Text shown:
* * * *

On the way back to Mom’s house, I turned on the radio to listen to Jack Buck tell me how my Cardinals were faring that day. As I listened, I reminisced about being in the car with Mom some 16 years earlier when during Game 5 of the 1985 National League Championship Series, Ozzie Smith homered to win it in the 9th inning and Jack instructed us to “Go crazy, folks!” We did. Baseball was one thing my mother and I had in common.

That’s when it occurred to me: I may not be able to give Mom a day she’d always remember, but I could give her a day she would enjoy. I could give her a moment. She and I had never been to a Cardinals game together.

On Mother’s Day I loaded up Mom and Dane and we made the two-hour trek to Busch Stadium. Mom must have asked at least 15 times on the way there, “Now, where are we going?” And at least 14 times on the way there, I questioned my own sanity for coming up with this idea.

It turned out to be a little logistically challenging to maneuver Dane through all the secret wheelchair passageways as the guard escorted us and all the while trying to keep Mom from wandering away. But, we eventually made our way to our seats.

I don’t remember all the details of the game. I remember that the Cardinals won. I remember that each time J.D. Drew came to the plate and the fans yelled, “Drrreeeeeeeewwwww,” Mom would ask, “Why are they booing that poor boy?” I remember Mom singing “Take Me Out to the Ballgame” along with the crowd. I remember her smiling. I remember thinking, “this is a Mother’s Day I’ll always remember.”

A few months later, we went back to Busch Stadium for Mom’s birthday. Many times on the way there, Mom asked, “Now, where are we going?” Each time I replied as though it was the first time she asked, “We’re going to a Cardinals game, Mom.” To which she usually responded with a simple, “oh.” Except once when she asked, “Didn’t we do this not too long ago?”

So, while Mother’s Day 2001 wasn’t “a day she’d always remember,” some little piece of it stayed in her memory far longer than I thought it would.


Thank you, God, for life’s moments—moments shared with family, friends, or strangers and moments experienced in solitude. Help open our eyes to these moments as they occur so we might appreciate their simplicity and joy amidst the chaos of a complicated world. Amen.

* * * *

Excerpted data:
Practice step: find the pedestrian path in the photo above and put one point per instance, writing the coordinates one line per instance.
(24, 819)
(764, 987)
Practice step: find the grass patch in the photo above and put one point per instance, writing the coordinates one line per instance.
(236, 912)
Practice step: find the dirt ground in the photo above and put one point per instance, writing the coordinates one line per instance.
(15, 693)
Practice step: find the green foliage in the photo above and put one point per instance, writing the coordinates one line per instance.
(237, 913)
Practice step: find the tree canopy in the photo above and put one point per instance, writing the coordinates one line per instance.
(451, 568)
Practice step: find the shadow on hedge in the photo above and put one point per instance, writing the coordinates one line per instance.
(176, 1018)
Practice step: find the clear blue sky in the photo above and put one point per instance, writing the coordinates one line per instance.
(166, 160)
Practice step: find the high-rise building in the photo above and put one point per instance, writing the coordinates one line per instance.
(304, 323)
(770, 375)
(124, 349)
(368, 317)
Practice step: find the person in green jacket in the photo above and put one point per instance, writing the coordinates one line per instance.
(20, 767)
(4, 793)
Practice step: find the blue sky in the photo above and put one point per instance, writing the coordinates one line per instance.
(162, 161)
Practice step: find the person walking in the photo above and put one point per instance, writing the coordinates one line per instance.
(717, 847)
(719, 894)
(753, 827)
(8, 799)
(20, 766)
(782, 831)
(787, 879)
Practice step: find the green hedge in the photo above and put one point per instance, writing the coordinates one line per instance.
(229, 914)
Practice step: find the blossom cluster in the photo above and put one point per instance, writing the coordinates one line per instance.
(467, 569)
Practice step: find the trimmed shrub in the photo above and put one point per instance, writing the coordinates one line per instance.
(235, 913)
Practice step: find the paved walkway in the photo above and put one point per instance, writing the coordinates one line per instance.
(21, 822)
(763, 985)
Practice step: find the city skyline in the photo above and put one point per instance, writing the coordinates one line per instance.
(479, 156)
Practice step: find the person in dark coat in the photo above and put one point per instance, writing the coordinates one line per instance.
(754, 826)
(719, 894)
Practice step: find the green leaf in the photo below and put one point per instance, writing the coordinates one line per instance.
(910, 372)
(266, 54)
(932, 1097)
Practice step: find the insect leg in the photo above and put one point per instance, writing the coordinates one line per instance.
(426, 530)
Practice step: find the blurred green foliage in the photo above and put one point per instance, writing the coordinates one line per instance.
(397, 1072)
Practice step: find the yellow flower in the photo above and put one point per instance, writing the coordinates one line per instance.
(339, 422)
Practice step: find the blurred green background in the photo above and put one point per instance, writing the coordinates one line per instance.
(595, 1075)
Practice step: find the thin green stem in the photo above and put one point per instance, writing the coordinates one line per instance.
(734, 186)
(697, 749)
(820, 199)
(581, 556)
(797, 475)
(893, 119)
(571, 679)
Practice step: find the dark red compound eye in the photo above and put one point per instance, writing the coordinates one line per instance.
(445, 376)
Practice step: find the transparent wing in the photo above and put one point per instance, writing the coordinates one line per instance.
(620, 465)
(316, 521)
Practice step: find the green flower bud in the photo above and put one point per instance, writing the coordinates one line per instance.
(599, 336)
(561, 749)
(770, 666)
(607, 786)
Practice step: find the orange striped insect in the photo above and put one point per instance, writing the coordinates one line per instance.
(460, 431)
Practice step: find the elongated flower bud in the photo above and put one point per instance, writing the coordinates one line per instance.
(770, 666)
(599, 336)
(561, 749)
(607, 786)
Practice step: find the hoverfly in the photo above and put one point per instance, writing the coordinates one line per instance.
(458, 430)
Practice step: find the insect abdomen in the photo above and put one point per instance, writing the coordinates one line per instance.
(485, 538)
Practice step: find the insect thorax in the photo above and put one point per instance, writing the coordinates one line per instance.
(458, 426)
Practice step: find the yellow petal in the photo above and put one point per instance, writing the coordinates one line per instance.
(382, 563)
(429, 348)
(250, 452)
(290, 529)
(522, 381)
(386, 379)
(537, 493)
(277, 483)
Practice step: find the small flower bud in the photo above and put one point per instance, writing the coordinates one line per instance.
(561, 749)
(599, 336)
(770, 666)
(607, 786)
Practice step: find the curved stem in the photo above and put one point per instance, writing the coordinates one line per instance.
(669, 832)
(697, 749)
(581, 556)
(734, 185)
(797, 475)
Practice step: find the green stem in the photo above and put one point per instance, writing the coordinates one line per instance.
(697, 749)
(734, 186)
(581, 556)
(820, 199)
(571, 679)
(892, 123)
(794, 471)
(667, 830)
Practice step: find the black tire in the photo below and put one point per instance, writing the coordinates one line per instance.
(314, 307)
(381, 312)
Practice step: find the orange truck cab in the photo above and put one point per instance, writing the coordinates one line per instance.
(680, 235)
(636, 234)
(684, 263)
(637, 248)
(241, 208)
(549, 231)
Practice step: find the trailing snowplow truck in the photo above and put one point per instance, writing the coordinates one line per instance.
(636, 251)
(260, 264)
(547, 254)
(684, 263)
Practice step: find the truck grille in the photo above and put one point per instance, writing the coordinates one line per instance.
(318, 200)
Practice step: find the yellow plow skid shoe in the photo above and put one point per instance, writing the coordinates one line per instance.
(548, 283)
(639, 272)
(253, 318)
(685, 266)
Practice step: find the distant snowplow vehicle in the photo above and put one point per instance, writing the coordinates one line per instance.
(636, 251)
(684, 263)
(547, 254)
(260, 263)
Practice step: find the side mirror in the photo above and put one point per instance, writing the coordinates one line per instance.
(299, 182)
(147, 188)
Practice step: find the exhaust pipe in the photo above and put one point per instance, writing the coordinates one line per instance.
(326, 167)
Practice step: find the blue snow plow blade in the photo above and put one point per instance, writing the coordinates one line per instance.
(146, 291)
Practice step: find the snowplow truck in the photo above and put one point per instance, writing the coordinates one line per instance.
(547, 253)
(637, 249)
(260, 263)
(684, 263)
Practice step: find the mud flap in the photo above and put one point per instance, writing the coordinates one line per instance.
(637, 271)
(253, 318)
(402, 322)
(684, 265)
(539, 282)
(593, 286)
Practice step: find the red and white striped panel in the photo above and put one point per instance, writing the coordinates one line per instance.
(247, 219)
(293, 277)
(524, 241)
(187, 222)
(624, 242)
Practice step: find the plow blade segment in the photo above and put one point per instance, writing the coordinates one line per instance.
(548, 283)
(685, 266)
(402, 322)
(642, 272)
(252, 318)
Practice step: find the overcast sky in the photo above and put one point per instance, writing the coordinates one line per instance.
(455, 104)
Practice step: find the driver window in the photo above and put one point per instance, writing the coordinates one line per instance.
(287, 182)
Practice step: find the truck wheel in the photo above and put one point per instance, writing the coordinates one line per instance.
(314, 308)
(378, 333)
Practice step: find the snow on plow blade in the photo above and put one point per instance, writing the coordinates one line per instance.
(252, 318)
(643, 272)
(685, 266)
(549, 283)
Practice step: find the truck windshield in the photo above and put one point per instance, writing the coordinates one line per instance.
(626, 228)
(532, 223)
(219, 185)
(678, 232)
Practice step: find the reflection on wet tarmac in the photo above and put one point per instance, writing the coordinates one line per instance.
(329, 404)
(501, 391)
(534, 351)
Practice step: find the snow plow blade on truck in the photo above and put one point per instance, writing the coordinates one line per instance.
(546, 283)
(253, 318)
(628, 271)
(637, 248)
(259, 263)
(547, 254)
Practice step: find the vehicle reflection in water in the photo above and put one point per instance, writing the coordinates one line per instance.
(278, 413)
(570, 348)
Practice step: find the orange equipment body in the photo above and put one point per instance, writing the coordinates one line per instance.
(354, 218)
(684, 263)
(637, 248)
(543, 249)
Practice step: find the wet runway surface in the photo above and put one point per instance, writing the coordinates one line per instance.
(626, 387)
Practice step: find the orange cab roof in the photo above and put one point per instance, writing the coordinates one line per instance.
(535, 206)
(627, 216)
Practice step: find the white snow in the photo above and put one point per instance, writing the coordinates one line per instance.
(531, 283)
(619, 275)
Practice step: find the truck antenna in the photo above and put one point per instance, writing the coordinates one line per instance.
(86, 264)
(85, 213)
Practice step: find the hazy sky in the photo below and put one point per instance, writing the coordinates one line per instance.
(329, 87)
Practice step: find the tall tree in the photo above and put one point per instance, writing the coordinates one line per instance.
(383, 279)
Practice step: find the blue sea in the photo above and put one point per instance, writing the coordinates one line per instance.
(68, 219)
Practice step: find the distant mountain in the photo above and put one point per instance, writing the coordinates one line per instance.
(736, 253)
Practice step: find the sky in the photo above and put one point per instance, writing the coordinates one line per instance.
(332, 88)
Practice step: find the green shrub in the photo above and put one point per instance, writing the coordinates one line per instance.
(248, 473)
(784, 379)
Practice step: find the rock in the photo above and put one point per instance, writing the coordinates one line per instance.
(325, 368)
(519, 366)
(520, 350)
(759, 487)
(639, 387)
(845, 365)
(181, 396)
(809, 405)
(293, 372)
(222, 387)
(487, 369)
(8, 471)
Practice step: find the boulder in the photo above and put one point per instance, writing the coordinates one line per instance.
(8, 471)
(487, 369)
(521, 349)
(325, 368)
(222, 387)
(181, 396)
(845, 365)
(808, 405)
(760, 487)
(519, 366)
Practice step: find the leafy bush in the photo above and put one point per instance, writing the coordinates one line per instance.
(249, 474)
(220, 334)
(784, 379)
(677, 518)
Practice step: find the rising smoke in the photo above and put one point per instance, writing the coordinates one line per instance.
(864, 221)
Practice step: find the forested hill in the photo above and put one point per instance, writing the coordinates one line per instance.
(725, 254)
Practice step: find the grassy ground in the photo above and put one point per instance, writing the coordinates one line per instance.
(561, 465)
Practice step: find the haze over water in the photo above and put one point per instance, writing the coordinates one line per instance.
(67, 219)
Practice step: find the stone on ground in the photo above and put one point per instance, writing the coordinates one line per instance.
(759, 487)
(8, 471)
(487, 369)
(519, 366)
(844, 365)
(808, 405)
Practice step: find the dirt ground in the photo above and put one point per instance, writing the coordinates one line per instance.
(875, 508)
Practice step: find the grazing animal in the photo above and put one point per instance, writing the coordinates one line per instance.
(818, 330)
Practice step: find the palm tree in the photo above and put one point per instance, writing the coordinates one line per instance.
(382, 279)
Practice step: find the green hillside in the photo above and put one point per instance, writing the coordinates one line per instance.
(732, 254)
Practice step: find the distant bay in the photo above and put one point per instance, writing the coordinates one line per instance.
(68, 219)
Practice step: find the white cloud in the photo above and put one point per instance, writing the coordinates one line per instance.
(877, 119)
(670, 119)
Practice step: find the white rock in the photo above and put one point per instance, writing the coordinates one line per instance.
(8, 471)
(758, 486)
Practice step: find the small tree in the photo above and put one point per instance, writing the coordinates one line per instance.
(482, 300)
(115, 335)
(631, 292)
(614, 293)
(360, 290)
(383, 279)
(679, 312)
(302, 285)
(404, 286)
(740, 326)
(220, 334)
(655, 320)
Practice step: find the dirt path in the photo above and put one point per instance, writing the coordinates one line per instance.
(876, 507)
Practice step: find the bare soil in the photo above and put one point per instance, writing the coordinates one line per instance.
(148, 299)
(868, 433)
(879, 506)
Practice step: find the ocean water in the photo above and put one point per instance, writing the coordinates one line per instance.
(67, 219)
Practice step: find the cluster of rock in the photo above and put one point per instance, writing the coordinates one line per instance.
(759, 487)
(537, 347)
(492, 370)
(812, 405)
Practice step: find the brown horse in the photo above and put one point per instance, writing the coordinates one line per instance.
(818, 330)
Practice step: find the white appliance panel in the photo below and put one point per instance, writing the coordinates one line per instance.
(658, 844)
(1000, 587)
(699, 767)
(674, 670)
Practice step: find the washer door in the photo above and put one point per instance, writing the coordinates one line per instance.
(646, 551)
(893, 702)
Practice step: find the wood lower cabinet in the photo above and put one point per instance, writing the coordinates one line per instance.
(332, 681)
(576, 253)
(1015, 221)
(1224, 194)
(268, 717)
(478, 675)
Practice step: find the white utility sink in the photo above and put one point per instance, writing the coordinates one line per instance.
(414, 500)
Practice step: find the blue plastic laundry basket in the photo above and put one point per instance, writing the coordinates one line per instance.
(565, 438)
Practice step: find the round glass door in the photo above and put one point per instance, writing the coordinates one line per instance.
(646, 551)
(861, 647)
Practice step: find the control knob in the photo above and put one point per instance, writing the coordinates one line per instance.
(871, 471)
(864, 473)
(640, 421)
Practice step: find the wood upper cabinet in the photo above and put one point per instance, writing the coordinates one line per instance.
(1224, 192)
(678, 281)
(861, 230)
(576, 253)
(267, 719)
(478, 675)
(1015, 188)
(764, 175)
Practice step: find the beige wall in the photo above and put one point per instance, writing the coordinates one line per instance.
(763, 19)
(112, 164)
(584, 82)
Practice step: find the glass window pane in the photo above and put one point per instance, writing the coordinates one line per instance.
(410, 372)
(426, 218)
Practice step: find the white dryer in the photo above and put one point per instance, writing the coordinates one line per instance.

* * * *

Instructions:
1) In the Mother's Day baseball text, how long was the drive to Busch Stadium?
2) From the Mother's Day baseball text, return the passage that begins with the words "A few months" and ends after the words "thought it would.", copied word for word.

Answers to this exercise:
1) Two hours.

2)
A few months later, we went back to Busch Stadium for Mom’s birthday. Many times on the way there, Mom asked, “Now, where are we going?” Each time I replied as though it was the first time she asked, “We’re going to a Cardinals game, Mom.” To which she usually responded with a simple, “oh.” Except once when she asked, “Didn’t we do this not too long ago?”

So, while Mother’s Day 2001 wasn’t “a day she’d always remember,” some little piece of it stayed in her memory far longer than I thought it would.